- [WHAT YOU HAVE TO DO] Format every line of the records below as a numbered list, omitting any blank lines.

>> begin PROVIDED RECORDS

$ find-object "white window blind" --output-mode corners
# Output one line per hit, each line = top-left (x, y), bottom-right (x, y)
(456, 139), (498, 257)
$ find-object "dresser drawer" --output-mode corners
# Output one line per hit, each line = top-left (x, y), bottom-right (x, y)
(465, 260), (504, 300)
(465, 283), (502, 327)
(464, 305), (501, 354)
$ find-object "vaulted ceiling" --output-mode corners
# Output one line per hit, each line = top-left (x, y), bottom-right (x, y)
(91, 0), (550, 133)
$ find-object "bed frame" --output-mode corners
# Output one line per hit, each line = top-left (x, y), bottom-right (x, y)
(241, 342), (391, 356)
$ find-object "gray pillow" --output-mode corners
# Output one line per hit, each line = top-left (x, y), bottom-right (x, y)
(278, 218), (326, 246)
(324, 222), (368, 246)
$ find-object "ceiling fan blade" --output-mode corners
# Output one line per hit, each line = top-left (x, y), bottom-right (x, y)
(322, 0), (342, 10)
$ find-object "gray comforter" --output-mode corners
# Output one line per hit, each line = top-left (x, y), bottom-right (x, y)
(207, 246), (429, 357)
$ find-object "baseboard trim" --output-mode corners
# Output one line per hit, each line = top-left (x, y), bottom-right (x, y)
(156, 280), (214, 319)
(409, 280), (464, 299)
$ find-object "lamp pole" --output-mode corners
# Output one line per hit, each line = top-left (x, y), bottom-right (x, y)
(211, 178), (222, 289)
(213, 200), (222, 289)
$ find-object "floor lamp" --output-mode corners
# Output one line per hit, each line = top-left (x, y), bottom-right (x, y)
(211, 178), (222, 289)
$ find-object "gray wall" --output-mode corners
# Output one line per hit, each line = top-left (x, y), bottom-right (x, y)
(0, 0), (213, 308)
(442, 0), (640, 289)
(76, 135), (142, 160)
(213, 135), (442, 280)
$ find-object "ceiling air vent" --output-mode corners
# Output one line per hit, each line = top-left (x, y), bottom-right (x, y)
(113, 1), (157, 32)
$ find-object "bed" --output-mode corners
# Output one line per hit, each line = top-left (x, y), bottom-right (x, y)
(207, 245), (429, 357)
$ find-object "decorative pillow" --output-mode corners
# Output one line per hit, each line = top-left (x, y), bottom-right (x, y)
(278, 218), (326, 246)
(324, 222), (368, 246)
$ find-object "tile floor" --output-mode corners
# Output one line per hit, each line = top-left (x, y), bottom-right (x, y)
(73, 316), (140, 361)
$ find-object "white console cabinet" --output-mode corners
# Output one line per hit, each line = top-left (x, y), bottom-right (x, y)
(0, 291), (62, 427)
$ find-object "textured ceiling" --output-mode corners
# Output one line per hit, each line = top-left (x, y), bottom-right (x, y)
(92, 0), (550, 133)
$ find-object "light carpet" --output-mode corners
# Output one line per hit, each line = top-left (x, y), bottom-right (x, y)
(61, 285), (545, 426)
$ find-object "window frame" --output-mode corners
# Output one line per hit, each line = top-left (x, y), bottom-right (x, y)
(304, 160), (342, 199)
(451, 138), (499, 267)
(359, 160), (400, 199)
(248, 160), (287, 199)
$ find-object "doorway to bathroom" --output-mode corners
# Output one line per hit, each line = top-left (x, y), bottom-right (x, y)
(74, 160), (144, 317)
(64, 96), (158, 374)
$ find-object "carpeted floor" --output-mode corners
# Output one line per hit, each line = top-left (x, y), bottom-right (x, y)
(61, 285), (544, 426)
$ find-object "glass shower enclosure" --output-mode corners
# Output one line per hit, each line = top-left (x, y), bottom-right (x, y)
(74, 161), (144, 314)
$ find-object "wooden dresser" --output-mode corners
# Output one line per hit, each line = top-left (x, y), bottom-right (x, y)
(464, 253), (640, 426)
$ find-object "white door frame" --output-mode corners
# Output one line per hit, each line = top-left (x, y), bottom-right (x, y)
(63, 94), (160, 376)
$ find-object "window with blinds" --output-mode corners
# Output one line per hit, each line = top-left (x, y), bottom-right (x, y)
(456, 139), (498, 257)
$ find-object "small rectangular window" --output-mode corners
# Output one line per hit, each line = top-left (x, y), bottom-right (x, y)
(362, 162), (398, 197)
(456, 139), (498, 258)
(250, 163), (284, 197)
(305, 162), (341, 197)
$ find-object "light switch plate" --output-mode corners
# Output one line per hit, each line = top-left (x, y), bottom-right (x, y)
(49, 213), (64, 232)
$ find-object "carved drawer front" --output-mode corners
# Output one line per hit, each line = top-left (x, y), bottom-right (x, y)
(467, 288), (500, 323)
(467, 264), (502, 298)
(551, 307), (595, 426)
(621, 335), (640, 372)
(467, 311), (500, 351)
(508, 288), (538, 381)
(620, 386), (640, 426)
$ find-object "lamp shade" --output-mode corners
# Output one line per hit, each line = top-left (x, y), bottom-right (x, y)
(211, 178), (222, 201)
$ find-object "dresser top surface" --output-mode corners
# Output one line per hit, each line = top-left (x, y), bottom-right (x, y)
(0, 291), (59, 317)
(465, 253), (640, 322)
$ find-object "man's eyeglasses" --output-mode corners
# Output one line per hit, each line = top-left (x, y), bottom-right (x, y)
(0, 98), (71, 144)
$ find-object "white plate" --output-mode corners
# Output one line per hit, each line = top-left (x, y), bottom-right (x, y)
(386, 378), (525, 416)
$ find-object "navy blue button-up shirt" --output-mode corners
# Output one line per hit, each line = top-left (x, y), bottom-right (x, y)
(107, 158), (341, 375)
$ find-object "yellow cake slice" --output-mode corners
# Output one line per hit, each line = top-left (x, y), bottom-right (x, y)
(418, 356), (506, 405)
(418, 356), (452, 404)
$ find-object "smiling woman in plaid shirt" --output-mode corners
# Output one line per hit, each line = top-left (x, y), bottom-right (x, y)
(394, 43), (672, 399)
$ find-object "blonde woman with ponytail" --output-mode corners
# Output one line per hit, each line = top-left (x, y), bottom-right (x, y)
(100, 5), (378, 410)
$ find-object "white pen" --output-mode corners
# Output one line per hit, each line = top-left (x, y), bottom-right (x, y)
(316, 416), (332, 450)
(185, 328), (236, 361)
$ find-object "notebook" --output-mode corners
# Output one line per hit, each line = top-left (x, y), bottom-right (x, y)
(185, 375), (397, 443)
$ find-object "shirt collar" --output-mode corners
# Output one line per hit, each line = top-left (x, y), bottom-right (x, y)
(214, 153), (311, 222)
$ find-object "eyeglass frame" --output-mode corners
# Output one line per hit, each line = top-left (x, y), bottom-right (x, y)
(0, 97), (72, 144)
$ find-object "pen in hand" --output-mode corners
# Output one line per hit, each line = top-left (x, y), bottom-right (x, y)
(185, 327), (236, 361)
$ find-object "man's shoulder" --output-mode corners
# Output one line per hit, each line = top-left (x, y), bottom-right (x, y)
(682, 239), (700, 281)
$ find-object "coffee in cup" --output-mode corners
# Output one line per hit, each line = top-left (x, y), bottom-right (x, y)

>> end PROVIDED RECORDS

- [EXERCISE ANSWER]
1. $ find-object "white window blind" --output-mode corners
2. # Output one line per hit, each line = top-left (x, y), bottom-right (x, y)
3. (456, 139), (498, 257)
4. $ find-object "dresser drawer" --output-mode corners
5. # Output one line per hit, each line = top-left (x, y), bottom-right (x, y)
6. (465, 260), (504, 300)
7. (465, 283), (502, 327)
8. (464, 305), (501, 354)
9. $ find-object "vaulted ceiling" --output-mode corners
10. # Output one line per hit, each line = top-left (x, y), bottom-right (x, y)
11. (91, 0), (550, 133)
12. $ find-object "bed frame" --output-mode corners
13. # Output one line per hit, each line = top-left (x, y), bottom-right (x, y)
14. (241, 342), (391, 356)
15. $ find-object "gray pillow" --output-mode corners
16. # Output one line per hit, each line = top-left (x, y), bottom-right (x, y)
17. (278, 218), (326, 246)
18. (324, 222), (368, 246)
19. $ find-object "ceiling fan blade" --output-mode corners
20. # Output one line per hit, each line = top-left (x, y), bottom-right (x, y)
21. (322, 0), (342, 10)
22. $ find-object "gray comforter" --output-mode corners
23. # Output one line per hit, each line = top-left (x, y), bottom-right (x, y)
24. (207, 246), (429, 357)
25. $ find-object "baseboard trim" --output-mode corners
26. # Output one line per hit, each line = top-left (x, y), bottom-right (x, y)
27. (156, 280), (214, 319)
28. (409, 280), (464, 299)
29. $ find-object "lamp pole" --output-mode corners
30. # Output one line per hit, each line = top-left (x, y), bottom-right (x, y)
31. (211, 178), (222, 289)
32. (213, 200), (222, 289)
33. $ find-object "floor lamp" --output-mode corners
34. # Output one line per hit, each line = top-left (x, y), bottom-right (x, y)
35. (211, 178), (222, 289)
36. $ find-object "gray wall" --output-mode corners
37. # Output one line per hit, each line = top-left (x, y), bottom-right (x, y)
38. (0, 0), (213, 308)
39. (442, 0), (640, 289)
40. (76, 135), (142, 160)
41. (213, 135), (442, 280)
42. $ find-object "ceiling air vent" --output-mode corners
43. # Output one line per hit, each line = top-left (x, y), bottom-right (x, y)
44. (113, 1), (157, 32)
45. $ find-object "bed" --output-mode corners
46. # Output one line per hit, each line = top-left (x, y), bottom-right (x, y)
47. (207, 245), (429, 357)
48. $ find-object "decorative pillow" --output-mode corners
49. # Output one line per hit, each line = top-left (x, y), bottom-right (x, y)
50. (278, 218), (326, 246)
51. (324, 222), (368, 246)
52. $ find-object "tile floor" --output-mode corners
53. # Output one line per hit, each line = top-left (x, y), bottom-right (x, y)
54. (73, 316), (140, 361)
55. $ find-object "white console cabinet" --output-mode corners
56. # Output one line per hit, each line = top-left (x, y), bottom-right (x, y)
57. (0, 291), (62, 427)
58. $ find-object "textured ceiling" --output-mode corners
59. # Output one line per hit, each line = top-left (x, y), bottom-right (x, y)
60. (92, 0), (550, 133)
61. $ find-object "light carpet" --output-mode corners
62. # Output one line per hit, each line = top-left (x, y), bottom-right (x, y)
63. (61, 285), (545, 426)
64. $ find-object "window frame" --output-mode corners
65. # Output one line per hit, each line = top-left (x, y), bottom-right (x, y)
66. (304, 160), (342, 199)
67. (451, 138), (499, 267)
68. (359, 160), (400, 199)
69. (248, 160), (287, 199)
70. $ find-object "doorway to bathroom" --output-mode corners
71. # Output one line per hit, each line = top-left (x, y), bottom-right (x, y)
72. (74, 160), (144, 317)
73. (64, 96), (158, 374)
74. $ find-object "carpeted floor" --output-mode corners
75. # Output one line per hit, each line = top-left (x, y), bottom-right (x, y)
76. (61, 285), (544, 426)
77. $ find-object "glass shower enclosure" --output-mode corners
78. # Output one line per hit, each line = top-left (x, y), bottom-right (x, y)
79. (74, 161), (144, 314)
80. $ find-object "wooden dresser" --output-mode corners
81. # Output one line per hit, each line = top-left (x, y), bottom-right (x, y)
82. (464, 253), (640, 426)
83. $ find-object "white door frame" --output-mode corners
84. # Output one line per hit, each line = top-left (x, y), bottom-right (x, y)
85. (63, 94), (160, 376)
86. $ find-object "window with blinds" --output-mode corners
87. # Output one line per hit, each line = top-left (x, y), bottom-right (x, y)
88. (456, 139), (498, 257)
89. $ find-object "small rectangular window" --output-mode corners
90. # Output one line per hit, each line = top-left (x, y), bottom-right (x, y)
91. (362, 162), (398, 197)
92. (456, 139), (498, 258)
93. (250, 163), (284, 197)
94. (305, 162), (341, 197)
95. $ find-object "light switch plate" --output-mode corners
96. # Output one line per hit, each line = top-left (x, y), bottom-right (x, y)
97. (49, 213), (64, 232)
98. $ find-object "carved drawer front" --output-mode corners
99. # Output one line per hit, each line = top-left (x, y), bottom-right (x, y)
100. (467, 288), (500, 323)
101. (467, 264), (502, 298)
102. (551, 307), (595, 426)
103. (621, 335), (640, 372)
104. (467, 311), (500, 351)
105. (508, 288), (538, 381)
106. (620, 386), (640, 426)
107. $ find-object "lamp shade" --output-mode corners
108. # Output one line per hit, each line = top-left (x, y), bottom-right (x, y)
109. (211, 178), (222, 201)
110. $ find-object "dresser top surface" --output-mode corners
111. # Output one line per hit, each line = top-left (x, y), bottom-right (x, y)
112. (0, 291), (59, 317)
113. (465, 253), (640, 322)
114. $ find-object "man's eyeglasses" --output-mode corners
115. # Output one line per hit, each line = top-left (x, y), bottom-right (x, y)
116. (0, 98), (71, 144)
117. $ find-object "white plate" --output-mode corners
118. # Output one line per hit, each line = top-left (x, y), bottom-right (x, y)
119. (386, 378), (525, 416)
120. $ find-object "navy blue button-up shirt" --output-mode corners
121. # Output one line per hit, each line = top-left (x, y), bottom-right (x, y)
122. (107, 158), (341, 375)
123. $ find-object "yellow cake slice" --output-mode corners
124. # Output one line per hit, each line = top-left (x, y), bottom-right (x, y)
125. (418, 356), (506, 405)
126. (418, 356), (452, 404)
127. $ find-object "smiling woman in plaid shirt" --output-mode corners
128. # Output one line per hit, each line = top-left (x, y), bottom-right (x, y)
129. (394, 43), (672, 399)
130. $ find-object "blonde woman with ponytail" --output-mode corners
131. # Output one line per hit, each line = top-left (x, y), bottom-right (x, y)
132. (100, 5), (378, 410)
133. $ find-object "white pen" --output-mode corners
134. # Output one line per hit, each line = top-left (x, y), bottom-right (x, y)
135. (316, 416), (332, 450)
136. (185, 328), (236, 361)
137. $ find-object "notebook" --output-mode corners
138. # Output one line per hit, each line = top-left (x, y), bottom-right (x, y)
139. (185, 375), (397, 443)
140. $ find-object "shirt collar" --output-mode corners
141. # Output one line per hit, each line = top-left (x, y), bottom-right (x, y)
142. (214, 153), (311, 222)
143. $ find-object "eyeglass frame" --output-mode corners
144. # Output one line per hit, each line = top-left (x, y), bottom-right (x, y)
145. (0, 97), (72, 144)
146. $ find-object "pen in hand" --output-mode corners
147. # Output one line per hit, each line = top-left (x, y), bottom-right (x, y)
148. (185, 327), (236, 361)
149. $ find-object "man's shoulder" --output-mode corners
150. # Output one line per hit, each line = top-left (x, y), bottom-right (x, y)
151. (682, 239), (700, 281)
152. $ find-object "coffee in cup" --output-mode corners
153. # Output one line per hit, each line = top-left (x, y), bottom-right (x, y)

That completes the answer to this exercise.